Point-per-instance localization data
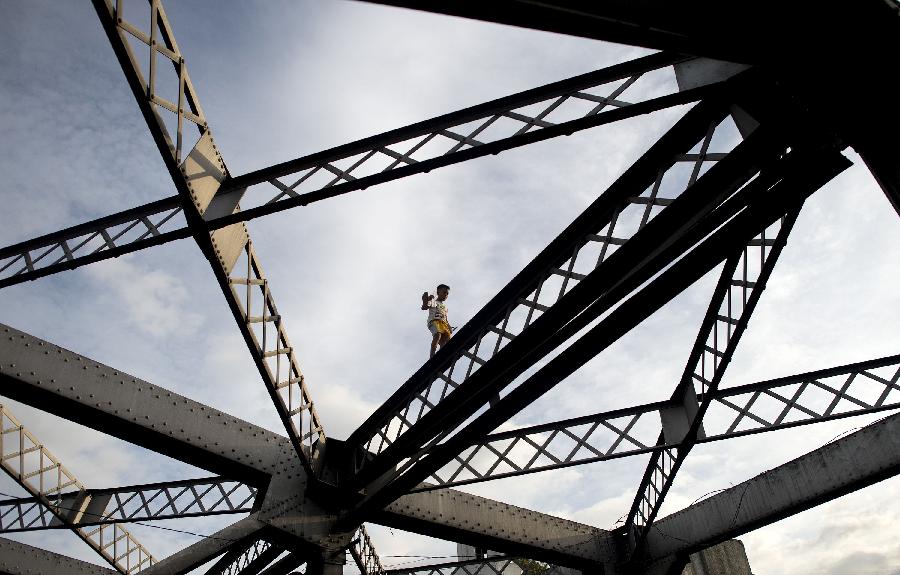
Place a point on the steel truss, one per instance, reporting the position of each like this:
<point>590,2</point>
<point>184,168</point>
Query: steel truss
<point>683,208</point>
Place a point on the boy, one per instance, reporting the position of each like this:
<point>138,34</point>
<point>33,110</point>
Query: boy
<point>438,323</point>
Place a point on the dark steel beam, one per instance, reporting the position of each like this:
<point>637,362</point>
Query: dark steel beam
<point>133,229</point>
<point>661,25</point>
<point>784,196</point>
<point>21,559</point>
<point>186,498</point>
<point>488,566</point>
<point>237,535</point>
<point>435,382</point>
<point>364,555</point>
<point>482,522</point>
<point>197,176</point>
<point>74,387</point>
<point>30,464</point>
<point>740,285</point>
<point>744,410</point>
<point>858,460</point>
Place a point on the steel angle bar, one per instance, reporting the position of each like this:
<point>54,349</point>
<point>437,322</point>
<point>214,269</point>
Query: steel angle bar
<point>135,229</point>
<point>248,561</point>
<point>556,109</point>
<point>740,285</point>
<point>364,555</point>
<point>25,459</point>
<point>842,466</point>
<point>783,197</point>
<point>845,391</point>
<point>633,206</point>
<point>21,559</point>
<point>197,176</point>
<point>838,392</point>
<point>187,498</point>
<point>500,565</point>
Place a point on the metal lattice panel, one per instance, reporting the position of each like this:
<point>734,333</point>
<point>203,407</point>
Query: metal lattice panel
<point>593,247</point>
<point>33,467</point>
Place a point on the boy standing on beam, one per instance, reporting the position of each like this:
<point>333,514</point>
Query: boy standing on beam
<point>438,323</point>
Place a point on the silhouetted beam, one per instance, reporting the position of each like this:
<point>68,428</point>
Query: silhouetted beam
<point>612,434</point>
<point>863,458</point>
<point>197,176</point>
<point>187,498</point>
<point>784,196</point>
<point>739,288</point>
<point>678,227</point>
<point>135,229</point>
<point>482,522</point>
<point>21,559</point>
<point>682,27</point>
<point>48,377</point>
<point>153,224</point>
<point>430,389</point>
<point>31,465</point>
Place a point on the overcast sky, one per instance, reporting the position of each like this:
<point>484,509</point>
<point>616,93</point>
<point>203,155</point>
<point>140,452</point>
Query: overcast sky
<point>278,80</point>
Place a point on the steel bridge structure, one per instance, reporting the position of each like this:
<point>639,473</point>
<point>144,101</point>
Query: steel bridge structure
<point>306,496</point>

WHAT IS BEING ASKED:
An exact transcription of all the entries is required, without the pictures.

SOLUTION TO THIS PROBLEM:
Place a point on the steel truss, one per instance, reporting the position of each like this:
<point>590,2</point>
<point>184,168</point>
Query: steel truss
<point>683,208</point>
Place a point on the boy, one per instance, reporting the position of each like this:
<point>138,34</point>
<point>33,110</point>
Query: boy
<point>438,323</point>
Place a point on the dark steel beam, one per instance, reporting the position of each like this:
<point>637,362</point>
Query: dark steel beam
<point>133,229</point>
<point>661,25</point>
<point>784,196</point>
<point>21,559</point>
<point>186,498</point>
<point>488,566</point>
<point>237,535</point>
<point>435,382</point>
<point>364,555</point>
<point>482,522</point>
<point>197,176</point>
<point>74,387</point>
<point>30,464</point>
<point>740,285</point>
<point>744,410</point>
<point>858,460</point>
Place a point on the steel angle bar, one per instance, reporting the position of each like this:
<point>54,349</point>
<point>437,322</point>
<point>214,269</point>
Query: steel angle bar
<point>135,229</point>
<point>248,561</point>
<point>556,109</point>
<point>740,285</point>
<point>364,555</point>
<point>25,459</point>
<point>842,466</point>
<point>783,197</point>
<point>845,391</point>
<point>633,206</point>
<point>21,559</point>
<point>197,176</point>
<point>838,392</point>
<point>187,498</point>
<point>500,565</point>
Place a point on the metal lattice panel, one per instance, reporting the position of each like this:
<point>734,333</point>
<point>203,407</point>
Query: metal lattice panel
<point>593,247</point>
<point>33,467</point>
Place a point on the boy standing on beam, one per instance, reporting the position of each like this:
<point>333,514</point>
Query: boy standing on beam
<point>438,323</point>
Place a point on the silhouetted beam, one per instance, reporting the position of each like this:
<point>68,428</point>
Query: silhouetted beam
<point>612,434</point>
<point>863,458</point>
<point>197,176</point>
<point>187,498</point>
<point>784,196</point>
<point>739,288</point>
<point>678,227</point>
<point>135,229</point>
<point>482,522</point>
<point>21,559</point>
<point>682,27</point>
<point>48,377</point>
<point>153,224</point>
<point>430,389</point>
<point>31,465</point>
Place a point on the overcast sky, one per instance, reporting the position of each like this:
<point>484,509</point>
<point>616,93</point>
<point>203,155</point>
<point>140,452</point>
Query: overcast sky
<point>278,80</point>
Place a point on the steel bridge structure, one per instance, reporting the position of each like this:
<point>639,473</point>
<point>144,101</point>
Query: steel bridge structure
<point>306,496</point>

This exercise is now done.